## WHAT NEEDS TO BE DONE
Rewrite the items from the first line up to and including the line with "Give the mask of the <item>light", putting "illustration" in place of "sample" and leaving everything else unchanged.

## SUPPLIED MATERIAL

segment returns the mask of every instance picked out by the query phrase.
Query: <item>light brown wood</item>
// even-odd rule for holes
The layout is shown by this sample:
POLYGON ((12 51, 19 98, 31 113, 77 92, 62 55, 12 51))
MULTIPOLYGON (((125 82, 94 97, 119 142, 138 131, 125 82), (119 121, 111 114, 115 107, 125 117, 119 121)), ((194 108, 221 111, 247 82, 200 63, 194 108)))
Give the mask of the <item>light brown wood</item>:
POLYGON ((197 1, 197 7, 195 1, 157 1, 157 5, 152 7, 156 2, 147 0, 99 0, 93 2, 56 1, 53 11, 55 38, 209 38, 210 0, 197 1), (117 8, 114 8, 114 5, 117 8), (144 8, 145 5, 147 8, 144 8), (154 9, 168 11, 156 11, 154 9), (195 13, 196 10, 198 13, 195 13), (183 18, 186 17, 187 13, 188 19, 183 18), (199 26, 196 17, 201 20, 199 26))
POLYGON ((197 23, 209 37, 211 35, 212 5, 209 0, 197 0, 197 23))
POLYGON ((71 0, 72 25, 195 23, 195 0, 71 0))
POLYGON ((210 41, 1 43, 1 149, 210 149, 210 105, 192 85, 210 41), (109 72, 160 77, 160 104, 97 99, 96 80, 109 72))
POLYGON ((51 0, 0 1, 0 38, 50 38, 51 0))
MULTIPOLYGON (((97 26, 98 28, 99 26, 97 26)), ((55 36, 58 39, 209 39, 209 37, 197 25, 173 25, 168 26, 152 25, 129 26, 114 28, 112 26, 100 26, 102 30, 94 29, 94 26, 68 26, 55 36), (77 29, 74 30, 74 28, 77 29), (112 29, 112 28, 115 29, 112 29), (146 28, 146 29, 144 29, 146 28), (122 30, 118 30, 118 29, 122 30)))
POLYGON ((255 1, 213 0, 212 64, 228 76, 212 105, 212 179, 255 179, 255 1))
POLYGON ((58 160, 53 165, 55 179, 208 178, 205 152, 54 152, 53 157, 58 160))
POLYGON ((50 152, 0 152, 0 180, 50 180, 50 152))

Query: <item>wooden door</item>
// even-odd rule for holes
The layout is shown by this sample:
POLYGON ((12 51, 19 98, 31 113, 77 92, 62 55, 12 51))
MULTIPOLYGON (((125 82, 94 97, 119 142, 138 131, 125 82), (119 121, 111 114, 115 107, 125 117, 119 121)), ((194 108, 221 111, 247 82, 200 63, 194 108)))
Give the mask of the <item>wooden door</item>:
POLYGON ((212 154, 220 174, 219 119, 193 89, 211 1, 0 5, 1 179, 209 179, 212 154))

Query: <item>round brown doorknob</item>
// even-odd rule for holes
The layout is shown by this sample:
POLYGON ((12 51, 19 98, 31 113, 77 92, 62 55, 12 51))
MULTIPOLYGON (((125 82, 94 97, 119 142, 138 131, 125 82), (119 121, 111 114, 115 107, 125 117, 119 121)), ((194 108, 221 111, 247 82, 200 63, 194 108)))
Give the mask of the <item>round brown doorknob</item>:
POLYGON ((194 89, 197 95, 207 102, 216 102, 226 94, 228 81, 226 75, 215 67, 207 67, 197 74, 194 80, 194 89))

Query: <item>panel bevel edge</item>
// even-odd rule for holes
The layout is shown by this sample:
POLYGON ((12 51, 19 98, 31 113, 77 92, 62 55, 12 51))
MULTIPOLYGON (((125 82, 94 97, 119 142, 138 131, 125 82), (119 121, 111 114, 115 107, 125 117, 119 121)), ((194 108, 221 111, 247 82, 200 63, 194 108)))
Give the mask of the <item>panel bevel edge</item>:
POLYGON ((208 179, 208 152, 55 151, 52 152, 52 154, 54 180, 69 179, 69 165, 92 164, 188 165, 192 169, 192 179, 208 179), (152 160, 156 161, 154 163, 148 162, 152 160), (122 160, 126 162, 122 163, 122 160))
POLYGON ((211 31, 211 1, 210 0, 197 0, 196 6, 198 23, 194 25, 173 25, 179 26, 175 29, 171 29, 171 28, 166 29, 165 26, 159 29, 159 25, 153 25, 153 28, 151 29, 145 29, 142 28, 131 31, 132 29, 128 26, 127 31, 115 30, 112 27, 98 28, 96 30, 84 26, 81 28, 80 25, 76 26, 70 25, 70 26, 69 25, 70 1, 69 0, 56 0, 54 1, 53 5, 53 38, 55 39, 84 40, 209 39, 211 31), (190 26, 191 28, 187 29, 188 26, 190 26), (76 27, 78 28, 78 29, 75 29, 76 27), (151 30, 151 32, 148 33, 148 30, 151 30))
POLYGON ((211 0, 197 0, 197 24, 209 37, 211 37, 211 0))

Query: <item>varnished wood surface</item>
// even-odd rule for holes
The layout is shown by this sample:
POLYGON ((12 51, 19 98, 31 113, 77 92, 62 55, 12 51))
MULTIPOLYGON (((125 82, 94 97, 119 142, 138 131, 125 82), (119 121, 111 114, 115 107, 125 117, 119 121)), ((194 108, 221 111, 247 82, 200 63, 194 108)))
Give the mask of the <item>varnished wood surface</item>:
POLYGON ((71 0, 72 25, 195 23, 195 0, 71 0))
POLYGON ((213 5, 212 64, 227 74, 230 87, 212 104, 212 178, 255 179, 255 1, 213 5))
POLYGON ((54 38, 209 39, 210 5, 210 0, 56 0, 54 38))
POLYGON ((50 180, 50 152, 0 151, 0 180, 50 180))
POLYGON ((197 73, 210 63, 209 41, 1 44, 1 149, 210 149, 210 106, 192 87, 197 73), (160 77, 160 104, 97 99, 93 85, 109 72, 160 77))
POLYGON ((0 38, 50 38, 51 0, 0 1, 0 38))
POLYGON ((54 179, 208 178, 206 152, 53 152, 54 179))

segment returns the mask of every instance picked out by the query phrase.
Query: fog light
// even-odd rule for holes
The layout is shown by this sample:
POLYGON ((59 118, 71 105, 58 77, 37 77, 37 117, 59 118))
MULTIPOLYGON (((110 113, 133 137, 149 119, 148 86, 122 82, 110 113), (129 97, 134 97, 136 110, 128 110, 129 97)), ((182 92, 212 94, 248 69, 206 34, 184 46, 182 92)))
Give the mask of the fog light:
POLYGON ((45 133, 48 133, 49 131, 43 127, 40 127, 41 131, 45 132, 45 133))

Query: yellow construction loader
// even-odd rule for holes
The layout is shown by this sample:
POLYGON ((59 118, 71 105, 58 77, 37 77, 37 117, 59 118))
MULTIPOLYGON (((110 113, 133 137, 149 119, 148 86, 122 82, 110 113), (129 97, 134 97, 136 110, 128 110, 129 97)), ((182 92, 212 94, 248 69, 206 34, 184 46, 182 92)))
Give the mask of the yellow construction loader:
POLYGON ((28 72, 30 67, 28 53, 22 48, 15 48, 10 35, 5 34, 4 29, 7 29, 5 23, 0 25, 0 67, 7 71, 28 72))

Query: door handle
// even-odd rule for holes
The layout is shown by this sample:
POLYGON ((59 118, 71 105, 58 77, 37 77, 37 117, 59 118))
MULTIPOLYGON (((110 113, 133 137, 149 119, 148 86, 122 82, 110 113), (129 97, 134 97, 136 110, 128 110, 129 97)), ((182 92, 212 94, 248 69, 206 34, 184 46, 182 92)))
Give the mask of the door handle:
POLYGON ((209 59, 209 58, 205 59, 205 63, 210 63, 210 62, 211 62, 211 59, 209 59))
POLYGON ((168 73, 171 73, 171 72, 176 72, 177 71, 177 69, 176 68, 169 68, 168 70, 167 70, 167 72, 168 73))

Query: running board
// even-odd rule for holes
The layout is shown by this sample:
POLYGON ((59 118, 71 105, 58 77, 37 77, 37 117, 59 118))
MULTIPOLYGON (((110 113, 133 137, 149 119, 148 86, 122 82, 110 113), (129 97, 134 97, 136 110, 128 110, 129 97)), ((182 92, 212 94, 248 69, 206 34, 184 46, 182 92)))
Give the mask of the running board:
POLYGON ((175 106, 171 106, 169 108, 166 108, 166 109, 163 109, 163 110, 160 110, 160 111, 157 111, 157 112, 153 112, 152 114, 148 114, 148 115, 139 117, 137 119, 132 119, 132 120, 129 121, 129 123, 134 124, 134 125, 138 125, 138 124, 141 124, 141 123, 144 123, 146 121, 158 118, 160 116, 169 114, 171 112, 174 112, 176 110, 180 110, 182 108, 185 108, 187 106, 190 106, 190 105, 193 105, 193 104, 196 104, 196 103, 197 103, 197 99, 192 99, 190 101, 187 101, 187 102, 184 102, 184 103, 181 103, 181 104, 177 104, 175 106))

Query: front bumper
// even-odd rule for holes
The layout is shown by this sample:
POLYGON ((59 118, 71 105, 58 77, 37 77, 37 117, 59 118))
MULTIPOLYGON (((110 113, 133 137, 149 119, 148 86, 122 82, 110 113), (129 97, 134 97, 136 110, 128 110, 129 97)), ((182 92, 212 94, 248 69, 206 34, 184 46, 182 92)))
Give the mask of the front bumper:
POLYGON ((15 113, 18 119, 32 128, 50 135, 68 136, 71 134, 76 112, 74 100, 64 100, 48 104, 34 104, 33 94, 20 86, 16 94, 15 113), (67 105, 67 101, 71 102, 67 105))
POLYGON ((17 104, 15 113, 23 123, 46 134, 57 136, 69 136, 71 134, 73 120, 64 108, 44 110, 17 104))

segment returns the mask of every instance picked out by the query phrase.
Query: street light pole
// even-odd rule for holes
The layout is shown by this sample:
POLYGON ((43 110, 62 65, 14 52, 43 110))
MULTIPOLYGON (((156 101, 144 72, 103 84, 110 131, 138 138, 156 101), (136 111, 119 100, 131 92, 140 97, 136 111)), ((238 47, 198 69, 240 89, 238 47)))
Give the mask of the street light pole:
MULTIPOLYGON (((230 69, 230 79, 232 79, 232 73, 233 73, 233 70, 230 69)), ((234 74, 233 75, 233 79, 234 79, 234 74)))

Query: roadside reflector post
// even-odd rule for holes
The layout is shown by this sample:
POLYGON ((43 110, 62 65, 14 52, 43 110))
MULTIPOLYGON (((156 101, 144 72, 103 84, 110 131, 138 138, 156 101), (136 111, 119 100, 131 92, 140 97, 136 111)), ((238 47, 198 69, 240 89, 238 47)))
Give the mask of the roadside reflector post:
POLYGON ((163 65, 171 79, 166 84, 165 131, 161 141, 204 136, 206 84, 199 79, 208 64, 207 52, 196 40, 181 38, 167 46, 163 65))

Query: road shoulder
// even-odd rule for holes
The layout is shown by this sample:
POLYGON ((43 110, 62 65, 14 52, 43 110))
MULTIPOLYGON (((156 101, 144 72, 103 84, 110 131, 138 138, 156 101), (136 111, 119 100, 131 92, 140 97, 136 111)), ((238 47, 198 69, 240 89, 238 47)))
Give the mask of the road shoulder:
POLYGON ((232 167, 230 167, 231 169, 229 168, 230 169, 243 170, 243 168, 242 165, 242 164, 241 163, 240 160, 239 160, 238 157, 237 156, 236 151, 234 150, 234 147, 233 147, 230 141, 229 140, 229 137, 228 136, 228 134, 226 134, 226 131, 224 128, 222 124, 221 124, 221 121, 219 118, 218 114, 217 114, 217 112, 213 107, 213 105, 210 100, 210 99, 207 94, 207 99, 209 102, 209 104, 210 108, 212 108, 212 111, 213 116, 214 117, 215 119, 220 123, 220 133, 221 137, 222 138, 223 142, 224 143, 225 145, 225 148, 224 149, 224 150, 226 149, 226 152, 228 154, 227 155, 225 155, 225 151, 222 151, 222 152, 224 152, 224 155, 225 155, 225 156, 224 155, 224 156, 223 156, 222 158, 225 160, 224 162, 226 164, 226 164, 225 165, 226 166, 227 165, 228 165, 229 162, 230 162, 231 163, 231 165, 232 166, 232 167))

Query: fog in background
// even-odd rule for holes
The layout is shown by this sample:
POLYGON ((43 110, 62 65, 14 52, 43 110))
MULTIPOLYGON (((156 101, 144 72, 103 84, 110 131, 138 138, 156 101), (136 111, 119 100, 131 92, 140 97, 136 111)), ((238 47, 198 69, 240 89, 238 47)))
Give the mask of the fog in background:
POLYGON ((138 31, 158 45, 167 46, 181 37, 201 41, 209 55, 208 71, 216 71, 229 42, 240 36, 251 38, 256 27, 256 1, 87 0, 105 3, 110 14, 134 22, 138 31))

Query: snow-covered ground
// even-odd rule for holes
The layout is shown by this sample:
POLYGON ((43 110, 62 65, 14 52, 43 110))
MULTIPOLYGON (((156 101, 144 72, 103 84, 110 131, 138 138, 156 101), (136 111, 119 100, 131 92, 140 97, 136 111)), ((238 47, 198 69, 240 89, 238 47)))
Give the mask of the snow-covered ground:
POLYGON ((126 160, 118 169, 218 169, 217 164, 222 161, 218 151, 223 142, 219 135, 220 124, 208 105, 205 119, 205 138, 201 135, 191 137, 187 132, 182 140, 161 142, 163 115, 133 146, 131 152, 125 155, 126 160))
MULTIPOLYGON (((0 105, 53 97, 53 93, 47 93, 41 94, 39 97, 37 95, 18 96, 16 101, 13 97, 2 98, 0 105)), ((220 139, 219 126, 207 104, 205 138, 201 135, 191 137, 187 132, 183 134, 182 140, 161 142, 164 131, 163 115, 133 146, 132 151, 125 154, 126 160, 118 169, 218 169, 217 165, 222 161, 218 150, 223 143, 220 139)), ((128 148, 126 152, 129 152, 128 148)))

## RESULT BELOW
segment returns the mask of every instance picked out by the query phrase.
Query: <item>light brown wood</item>
// even-odd rule for holes
The layout is shown by this illustration:
POLYGON ((12 51, 19 98, 31 113, 77 92, 62 55, 12 51))
MULTIPOLYGON (((125 82, 94 97, 119 142, 138 131, 125 82), (119 121, 111 114, 115 107, 125 117, 119 121)), ((194 108, 221 111, 247 82, 200 63, 194 108)))
Give the mask of the <item>light brown wood</item>:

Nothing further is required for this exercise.